• Source data:
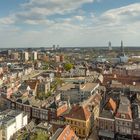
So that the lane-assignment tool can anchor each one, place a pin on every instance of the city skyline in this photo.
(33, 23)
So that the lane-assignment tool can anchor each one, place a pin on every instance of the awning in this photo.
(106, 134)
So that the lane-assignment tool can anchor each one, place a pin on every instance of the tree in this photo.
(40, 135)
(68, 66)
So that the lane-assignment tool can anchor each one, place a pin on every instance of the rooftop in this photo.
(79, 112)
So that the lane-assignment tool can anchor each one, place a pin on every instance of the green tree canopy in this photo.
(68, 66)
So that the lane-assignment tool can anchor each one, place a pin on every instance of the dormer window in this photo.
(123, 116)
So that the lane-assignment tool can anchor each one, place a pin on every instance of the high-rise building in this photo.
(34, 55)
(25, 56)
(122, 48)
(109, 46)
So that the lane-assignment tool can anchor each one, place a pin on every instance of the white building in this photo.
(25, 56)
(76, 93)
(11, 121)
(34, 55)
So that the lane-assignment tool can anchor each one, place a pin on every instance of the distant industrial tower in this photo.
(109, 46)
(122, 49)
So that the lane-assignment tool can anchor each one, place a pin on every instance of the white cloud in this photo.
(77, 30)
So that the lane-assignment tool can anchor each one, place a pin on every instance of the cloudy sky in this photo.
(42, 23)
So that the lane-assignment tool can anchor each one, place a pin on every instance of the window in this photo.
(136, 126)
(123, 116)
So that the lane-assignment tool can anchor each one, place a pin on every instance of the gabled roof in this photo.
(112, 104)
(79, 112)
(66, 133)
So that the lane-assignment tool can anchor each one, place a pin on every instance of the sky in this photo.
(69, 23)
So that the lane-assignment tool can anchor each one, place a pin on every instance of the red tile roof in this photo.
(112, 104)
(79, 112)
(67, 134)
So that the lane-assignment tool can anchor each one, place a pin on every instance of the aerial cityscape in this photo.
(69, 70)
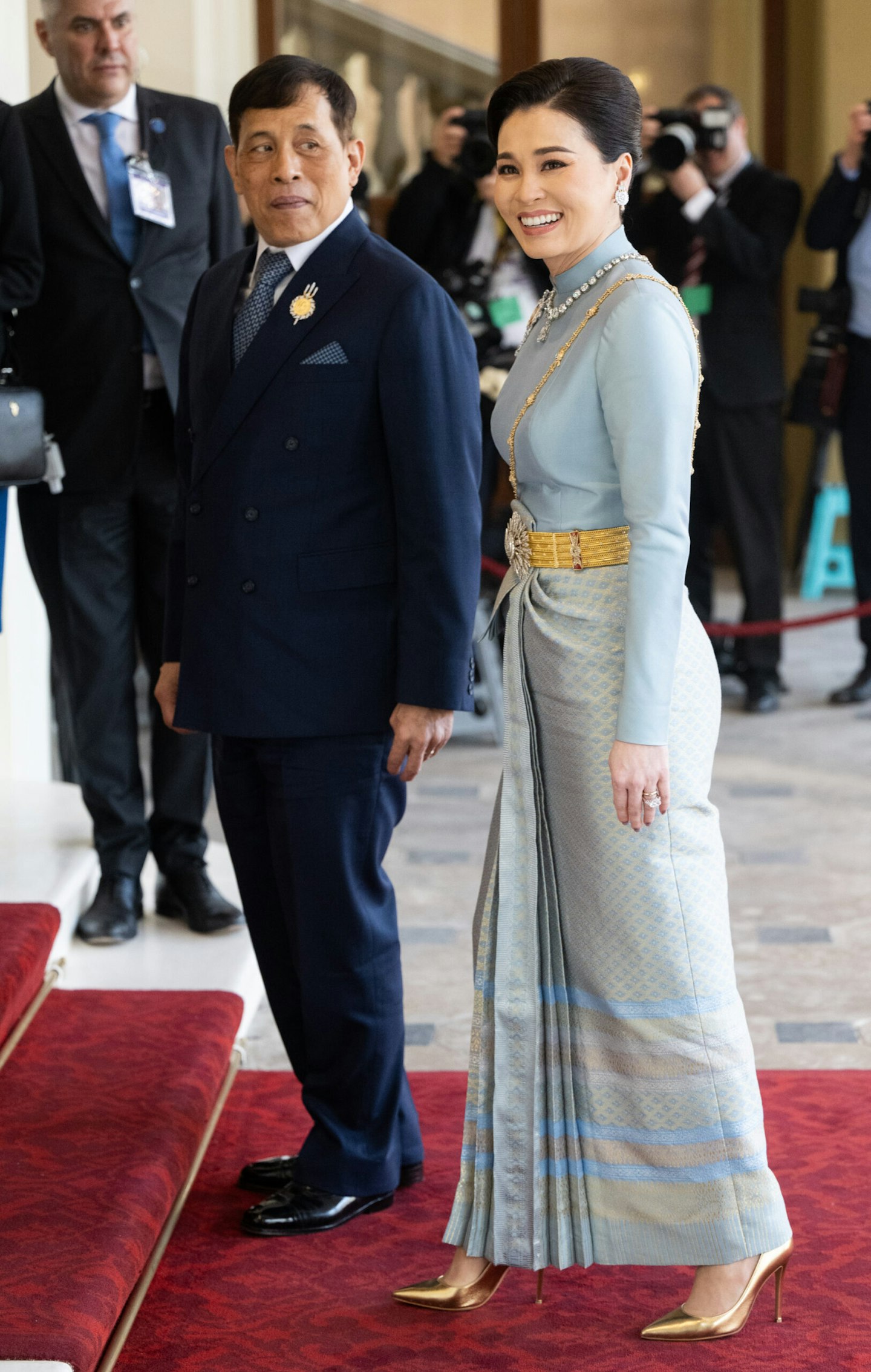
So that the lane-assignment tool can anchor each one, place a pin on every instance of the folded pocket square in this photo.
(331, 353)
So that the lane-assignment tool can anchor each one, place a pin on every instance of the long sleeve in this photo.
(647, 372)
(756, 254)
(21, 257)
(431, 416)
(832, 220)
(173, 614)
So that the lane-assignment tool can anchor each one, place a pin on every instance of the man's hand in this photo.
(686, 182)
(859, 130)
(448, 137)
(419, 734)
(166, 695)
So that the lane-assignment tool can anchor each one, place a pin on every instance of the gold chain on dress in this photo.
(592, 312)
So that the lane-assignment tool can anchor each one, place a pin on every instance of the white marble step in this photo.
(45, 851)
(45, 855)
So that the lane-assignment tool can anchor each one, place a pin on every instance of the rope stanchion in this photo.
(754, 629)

• Goal of the exercise:
Pictures in the records are to be left out; repeat everything else exactly.

• Expected answer:
So that the lane-assignment tool can anchor each one, place a pin on every instance of the city skyline in this photo.
(33, 23)
So that the lane-assignment tool can anchor each one, place a pin on every instance of the awning in this photo.
(106, 134)
So that the lane-assignment tool can anchor each one, place a pin on every instance of the tree in this photo.
(40, 135)
(68, 66)
So that the lane-assignment tool can anchor each one, place a pin on every instance of the rooftop in this photo.
(79, 112)
So that the lane-assignment tool can anchor each one, place a pin on every instance of the green tree canopy in this photo.
(68, 66)
So that the lane-assignment tool can anchor each one, place a pin on every instance of the dormer window in this photo.
(123, 116)
So that the lane-assignment tool can anchor each one, place a pin on every instance of the high-rise building in this photo.
(34, 55)
(25, 56)
(122, 48)
(109, 46)
So that the lane-assignment tool can anchor each one, place a pin on every instance of the white building in this photo.
(25, 56)
(76, 93)
(11, 121)
(34, 55)
So that the lane-assignment tool can anchor each one, place a pin on every instance of the distant industrial tower in this photo.
(109, 46)
(122, 49)
So that the lane-assignment tool can anchor each one, place a pin on every instance of the white cloud in this photo.
(77, 30)
So that the lane-assignment tool can anchor each one, place a pin on every instance of the cloudy sky in this photo.
(42, 23)
So that the lane-assignment tool can anchor each one, place a pin on every instance of the window in this photo.
(136, 126)
(123, 116)
So that the lane-assignment tool can anchor each one, place a pin on every instance of the gabled roof in this photo.
(112, 104)
(79, 112)
(66, 133)
So that the lane-assignment tool can anchor each one, place a pin on every instance of the sky in this photo.
(69, 23)
So that the lane-assignment tool can anchor each one, place a pin on every instance of the red tile roof in this photo.
(112, 104)
(79, 112)
(67, 134)
So that the lane-assignment tool can anchor each one, place a pin on every instance of the aerial cityscape in this photo.
(69, 70)
So that the lane-assignment tool can anchor each one, place a pin on every instance of the folded pocket square in this photo.
(331, 353)
So that the lane-assignment tool can anchor each one, place a pin on every instance of the long sleeve in this photo.
(647, 372)
(756, 254)
(21, 257)
(431, 416)
(832, 220)
(173, 614)
So that the lane-assignment tool can anchor each one, place a pin on every instance of the man's hand in this photo.
(686, 182)
(859, 130)
(448, 137)
(419, 734)
(166, 695)
So that the lane-assignment tool can anchor each one, place a pin on every instance of the gold chain on dress in this photo.
(592, 312)
So that the lane-assignment tool can anchor each one, place a pin on every instance of the white marble step in this photo.
(45, 851)
(45, 855)
So that the lane-assignment tool can anchor each one, place a pin on every instance of the rope stanchion in this photo.
(754, 629)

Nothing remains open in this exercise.